_PAGE TEXT_:
## Begin

Tin, Rubber and Tourists
Have
been the major he economic forces that have shaped the development and
history of Phuket. The following pages are a brief look at the past and
present of these dynamic forces and what future impact they are likely
to have.
Tin ranks 49th in abundance of the elements in the earth's
crust. The principal ore of tin is the mineral cassiterite (or tinstone),
SnO2, found abundantly on Phuket Island. Tin is a widely sought metal
and is used in hundreds of industrial processes throughout the world.
Tin is important in the production of the common alloys bronze (tin and
copper), solder (tin and lead), and type metal (for printing presses,
tin, lead, and antimony), and pewter (tin and lead). In the form of tinplate,
it is used in the manufacture of tin cans, and similar articles, it is
used as a protective coating for steel, copper, and other metals. It is
also used as an alloy with titanium in the aerospace industry and as an
ingredient in toothpaste and some insecticides.
On Phuket tin is often found in placers, or deposits
of sand and gravel containing particles of the mineral. At first tin was
mined by waiting for nature to wash away the soil layer and expose the
veins of tin bearing gravel. Open-shaft mining was the next innovation
the tin ore was removed from deposits that cropped out near the surface.
A narrow shaft would be dug 20 to 40 feet deep through the soil into a
vein of tin that was usually oblong or bell shaped. The tin ore bearing
gravel could then be hand-carried to the surface for processing. In spite
of the back-breaking labor and danger of this type of mining the landscape
was dotted with hundreds of open-shaft mine entrances.
By the mid-eighteenth century Phuket had large state-of-the-art,
tin strip mining operations. Mining technology evolved to allow surface
excavation by power shovels, bucket-wheel excavators, and high-speed conveyors,
that could deliver huge amounts sand and gravel bearing ore to a mechanical
system of screens, jigs, and sluices used to recover the tin ore. During
the rainy season ample water was available to feed huge high-pressure
hydraulic nozzles that could break down and sluice away the gravel bank
from entire an hillside.

## End

_GIVEN REQUEST_:
Please return the passage on Phuket tin word for word, from "A narrow shaft" up to and including "open-shaft mine entrances.".

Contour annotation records
## Begin

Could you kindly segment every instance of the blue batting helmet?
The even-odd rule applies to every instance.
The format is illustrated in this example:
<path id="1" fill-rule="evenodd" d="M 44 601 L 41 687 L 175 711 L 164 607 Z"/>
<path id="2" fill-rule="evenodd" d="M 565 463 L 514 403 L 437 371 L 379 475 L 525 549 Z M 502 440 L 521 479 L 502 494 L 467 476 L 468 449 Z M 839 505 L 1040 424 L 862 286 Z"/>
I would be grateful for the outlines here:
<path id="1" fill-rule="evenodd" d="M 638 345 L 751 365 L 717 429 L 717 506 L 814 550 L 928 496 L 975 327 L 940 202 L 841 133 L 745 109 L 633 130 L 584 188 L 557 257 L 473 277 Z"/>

## End

_SOLVED EXERCISE_:
A narrow shaft would be dug 20 to 40 feet deep through the soil into a
vein of tin that was usually oblong or bell shaped. The tin ore bearing
gravel could then be hand-carried to the surface for processing. In spite
of the back-breaking labor and danger of this type of mining the landscape
was dotted with hundreds of open-shaft mine entrances.